- **INSTRUCTIONS FOR THE TASK**
Rewrite the listing below, replacing "car door" with "vehicle door" and leaving everything else unchanged. Leave the pictures out of your version.
· · · · ·
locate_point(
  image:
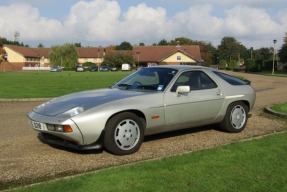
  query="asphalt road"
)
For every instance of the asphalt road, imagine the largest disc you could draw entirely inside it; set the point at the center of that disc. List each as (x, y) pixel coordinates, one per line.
(24, 159)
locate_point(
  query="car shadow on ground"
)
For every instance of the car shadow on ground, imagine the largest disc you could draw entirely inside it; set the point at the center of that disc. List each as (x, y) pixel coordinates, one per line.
(148, 138)
(181, 132)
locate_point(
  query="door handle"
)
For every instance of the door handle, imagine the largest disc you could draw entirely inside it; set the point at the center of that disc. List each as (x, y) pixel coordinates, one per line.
(219, 92)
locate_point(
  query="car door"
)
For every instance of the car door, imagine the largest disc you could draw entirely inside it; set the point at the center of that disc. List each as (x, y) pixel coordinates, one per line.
(201, 105)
· · · · ·
- **RESULT OF THE EXERCISE**
locate_point(
  image:
  query="asphalt road"
)
For every instance of the asphalt road, imagine the largest disc you could draw entirely inside it; set the point at the center of that disc. List each as (x, y) pixel coordinates, one per line.
(24, 159)
locate_point(
  query="car shadow on ground"
)
For every instance of the car shadow on ground, imagine the largest disc you could draw entirely inside it; set the point at the center of that disc. List each as (x, y) pixel coordinates, one per line.
(148, 138)
(181, 132)
locate_point(
  query="door handle"
)
For every instance of the door handle, imagine the largest disc you could draw entirely inside it; set the point at the center of that disc. List each as (x, y) pixel coordinates, one per line.
(219, 92)
locate_point(
  query="vehicle door"
)
For every instance of the vehicle door, imagine the largest disc you could draw entirely inside it; set the point at the center of that disc. List each as (x, y) pixel coordinates, one per line.
(201, 105)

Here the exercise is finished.